## Task directions
Copy the part of the records below that opens with the line containing "Expected: for every instance of the backlit" and closes with the line containing "Expected: for every instance of the yellow-green", keeping every line. Raise each coordinate value in that span by 34.

* BEGIN Input for this task *

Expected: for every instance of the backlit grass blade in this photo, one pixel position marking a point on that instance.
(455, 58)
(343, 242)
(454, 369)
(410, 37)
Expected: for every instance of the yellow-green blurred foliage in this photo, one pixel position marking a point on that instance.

* END Input for this task *
* BEGIN Input for this task *

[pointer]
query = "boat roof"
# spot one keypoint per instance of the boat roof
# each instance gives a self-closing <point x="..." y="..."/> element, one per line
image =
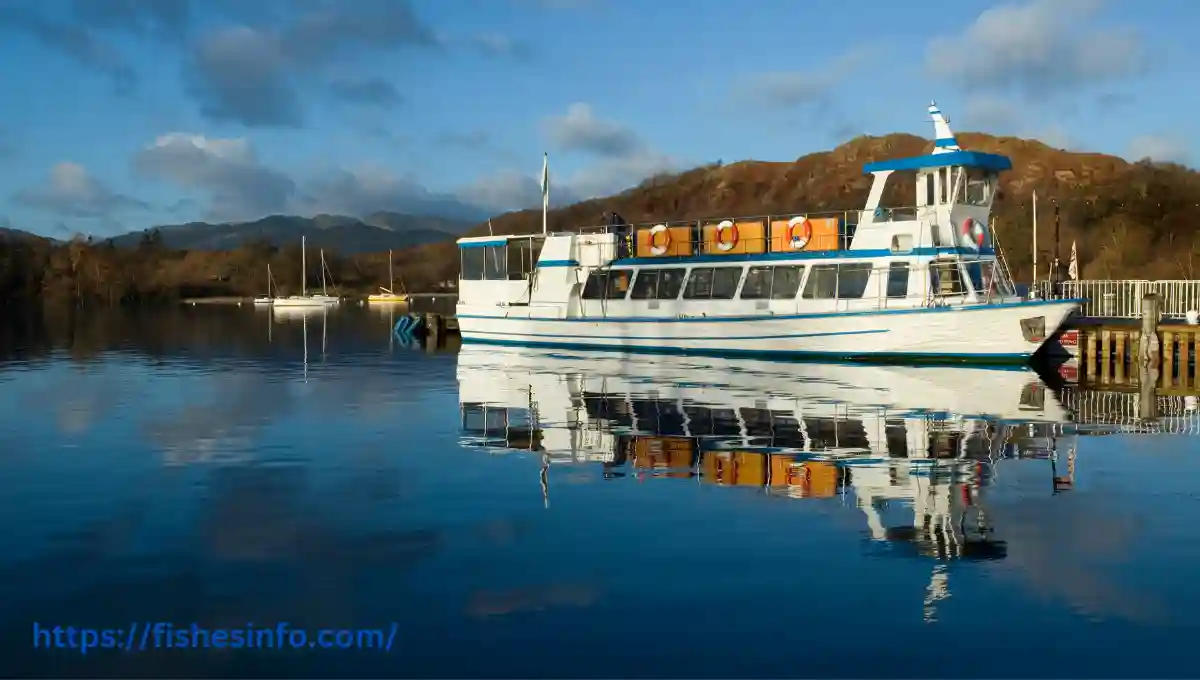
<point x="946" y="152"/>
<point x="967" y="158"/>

* END Input for this task *

## The output
Expected: for every instance of the backlit grass blade in this photo, one pixel position marking a point on that instance.
(489, 92)
(377, 276)
(488, 403)
(444, 71)
Expected: for every instance of the yellow-green blurred foliage in this photo, one pixel position marking a point on that instance.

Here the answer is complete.